* **PAGE**
I knew I had spent too much time at the mountain top aid station, but no matter. I found my crew ready to go. My human bike stand was awesome, my mom-soigneur had all my nutrition, and my sister-wrench had the gear ready to go. In fueled up, refilled bottles (mixed up carbs and electrolytes, but sorted it out) messed with my brake, and was ready to roll. 40 to go. Now more like a 10:45 pace. My brake was definitely having issues, and I was worried about it. My trusty cowbell ringer was napping, so I would have to simply roll on... I had conquered Columbine. I was tired, but not wasted. All I had left was 40 miles, and 3 more climbs. all in 6 hours to get a buckle...

Wednesday, August 14, 2013

Leadville 2013 Part 2 -- Where I completely ride within myself

3:30am. iPhone clock tower bells signal it's time to go racing. Thankfully, I had fallen asleep easily, and managed a solid 6.5 hours of uninterrupted sleep. I got mom up, made coffee, hit the shower, got dressed, and found mom putting dishes away in the condo kitchen! Well, that's mom.... Mom and I took the last bags to car, and headed up to Leadville under a clear star filled Colorado night.

* **COLLECTED MATERIAL**
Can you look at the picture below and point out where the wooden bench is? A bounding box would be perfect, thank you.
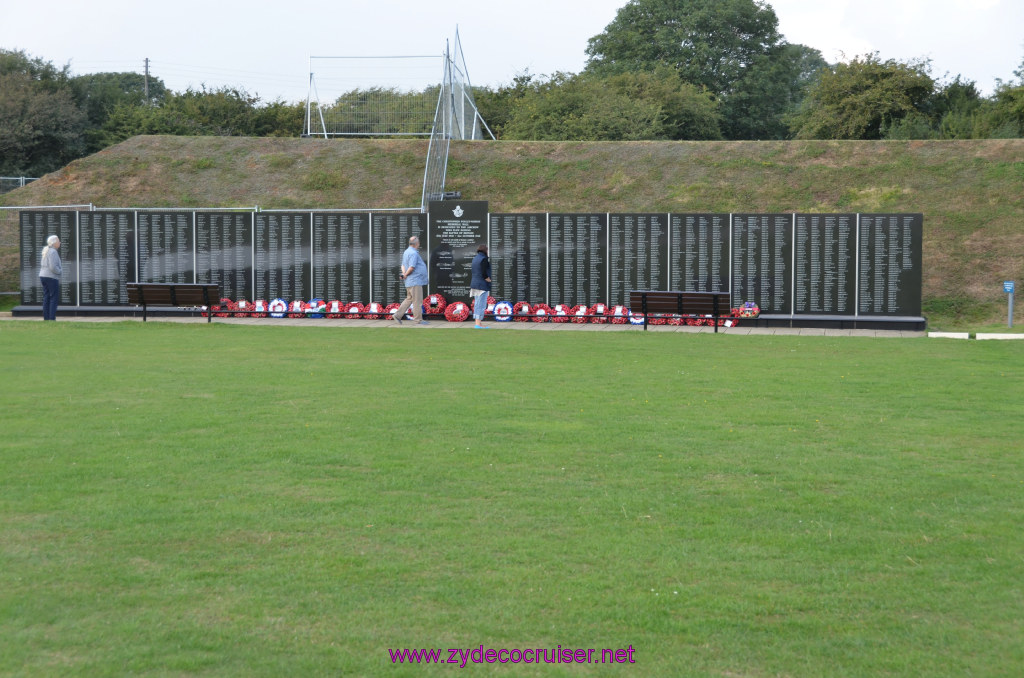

* **EXERCISES TO COMPLETE**
a - In the Leadville race account, copy the passage between "3:30am. iPhone clock" and "filled Colorado night.", inclusive, substituting "tea" for "coffee".
b - Continue the Leadville race account from the point where it stops.
The material has no connection to the Leadville race account.

* **EXERCISE RESULTS**
a -
3:30am. iPhone clock tower bells signal it's time to go racing. Thankfully, I had fallen asleep easily, and managed a solid 6.5 hours of uninterrupted sleep. I got mom up, made tea, hit the shower, got dressed, and found mom putting dishes away in the condo kitchen! Well, that's mom.... Mom and I took the last bags to car, and headed up to Leadville under a clear star filled Colorado night.

b -
That's Me!  Note my lack of wintry garments!
Arriving in Leadville about 5:15am, we were pretty lucky to find parking at the Delaware available. I got mom a coffee from the breakfast room, and got myself ready. Shorts, Speedy Bike Club Motor City jersey, arm warmers and long fingered gloves. That was it. 36 degrees outside and that's all I planned on wearing. I headed downstairs to prep the bike, figuring if I could take 10 minutes outside before the sun came up, I'd be fine once we started climbing St Kevin's. 

What I saw worried me. Tons of racers dressed for Iceman, in the snow . Goretex jackets, tights, balaclavas, winter gloves...I reminded myself that I'm from Michigan, and set to work. I got the bike prepped, and could still feel the toes and fingers. I figured I'd be fine for the race, and all these people would be leaving some expensive gear by the side of the trail... I looked at the Garmin I borrowed from Strava and had a minor panic. 6:05!! Corals closed in 10 minutes!!! Then I remembered I was 1/2 a block from my coral. Duh. I got lined up, no drama whatsoever.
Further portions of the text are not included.